··· RECORDS TO PROCESS ···

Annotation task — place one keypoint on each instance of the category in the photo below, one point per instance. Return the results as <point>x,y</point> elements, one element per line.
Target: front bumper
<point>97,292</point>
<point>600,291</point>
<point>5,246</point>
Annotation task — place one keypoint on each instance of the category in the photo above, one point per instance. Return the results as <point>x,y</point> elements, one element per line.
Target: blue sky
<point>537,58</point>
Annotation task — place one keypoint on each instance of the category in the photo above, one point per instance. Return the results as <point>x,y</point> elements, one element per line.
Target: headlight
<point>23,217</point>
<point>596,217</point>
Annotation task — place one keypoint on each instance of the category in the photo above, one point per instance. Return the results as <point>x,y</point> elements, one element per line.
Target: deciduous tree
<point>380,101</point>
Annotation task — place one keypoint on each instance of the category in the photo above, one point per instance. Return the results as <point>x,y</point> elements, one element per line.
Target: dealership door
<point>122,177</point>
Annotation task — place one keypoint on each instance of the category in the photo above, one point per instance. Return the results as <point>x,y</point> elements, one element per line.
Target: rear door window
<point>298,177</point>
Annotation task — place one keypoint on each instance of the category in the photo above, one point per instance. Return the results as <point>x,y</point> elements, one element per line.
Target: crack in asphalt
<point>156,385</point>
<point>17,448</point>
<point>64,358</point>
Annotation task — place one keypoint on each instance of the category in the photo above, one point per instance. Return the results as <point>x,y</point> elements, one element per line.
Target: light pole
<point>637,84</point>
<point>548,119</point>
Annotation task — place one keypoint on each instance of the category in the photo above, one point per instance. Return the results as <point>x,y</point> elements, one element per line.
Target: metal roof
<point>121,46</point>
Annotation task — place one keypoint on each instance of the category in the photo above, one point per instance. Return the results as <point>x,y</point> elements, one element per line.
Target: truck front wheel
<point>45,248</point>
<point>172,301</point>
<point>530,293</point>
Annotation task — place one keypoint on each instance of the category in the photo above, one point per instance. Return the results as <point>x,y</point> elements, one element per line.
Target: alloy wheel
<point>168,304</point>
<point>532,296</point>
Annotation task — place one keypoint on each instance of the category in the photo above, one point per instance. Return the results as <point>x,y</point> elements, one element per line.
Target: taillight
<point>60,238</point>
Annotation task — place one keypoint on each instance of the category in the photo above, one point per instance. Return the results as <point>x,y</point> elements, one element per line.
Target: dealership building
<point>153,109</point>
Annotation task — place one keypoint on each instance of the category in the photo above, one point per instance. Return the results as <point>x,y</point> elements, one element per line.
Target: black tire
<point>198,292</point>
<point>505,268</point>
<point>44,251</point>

···

■ **DIRECTIVE**
Reproduce the data above in full, changing every "Target" to "Label" and leaving everything else as it is.

■ **THE RESULT**
Annotation task — place one keypoint on each instance of the category in the photo below, one point per instance. Return the results as <point>x,y</point> elements, one element per line.
Label: front bumper
<point>97,292</point>
<point>600,291</point>
<point>5,246</point>
Annotation task — place one keypoint on each instance of the category in the photo above, one point per instance. Return the results as <point>x,y</point> elements, one element per line.
Label: blue sky
<point>537,58</point>
Annotation task — place one keypoint on each instance of the category in the photo above, one point per instance. Return the results as <point>x,y</point> elements, one element per line.
Label: headlight
<point>23,217</point>
<point>596,217</point>
Annotation task — place one keypoint on each instance of the category in the photo above, one point per instance. Return the results as <point>x,y</point> elements, one element per line.
Label: deciduous tree
<point>380,101</point>
Annotation task — place one keypoint on each instance of the category in the photo above, one point per instance. Return the results as <point>x,y</point> elements, one element per line.
Label: dealership door
<point>122,177</point>
Annotation task — place one keypoint on each instance of the category in the photo above, one point per instance. Return the results as <point>x,y</point> elements, one element per line.
Label: rear door window
<point>298,177</point>
Annotation task — place one keypoint on each instance of the category in the photo above, one point per instance. Return the results as <point>x,y</point> elements, one element per line.
Label: crack in asphalt
<point>156,385</point>
<point>17,448</point>
<point>64,358</point>
Annotation task — place one keypoint on each instance of the category in the photo above, one point per instance. Return the results as <point>x,y</point> elements, one element per line.
Label: light pole
<point>637,84</point>
<point>548,119</point>
Annotation task — place one keypoint on each instance of the category in the photo above, one point per instance. Return the results as <point>x,y</point> elements, one element per line.
Label: metal roof
<point>121,46</point>
Annotation task — place one keypoint on each instance of the category in the photo above, one point per instance. Return the results as <point>x,y</point> elements, one element per line.
Label: truck front wheel
<point>45,248</point>
<point>172,301</point>
<point>530,293</point>
Annotation task — place one keypoint on each instance of the category in the photo above, one point per instance. Return the results as <point>x,y</point> elements, one element per line.
Label: alloy wheel
<point>168,304</point>
<point>532,296</point>
Annotation task — place one keypoint on each instance of the category in the photo above, one point per instance. Return the results as <point>x,y</point> elements, one element per line.
Label: taillight
<point>60,238</point>
Annotation task — place one keypoint on each instance of the category in the photo above, one point per instance. Return the results as <point>x,y</point> elements, one element per line.
Label: dealership building
<point>153,109</point>
Annotation task — place one keypoint on each instance of the category in the photo above, one point per instance. Return the results as <point>x,y</point> elements, one element per line.
Label: black tire
<point>198,292</point>
<point>505,268</point>
<point>44,251</point>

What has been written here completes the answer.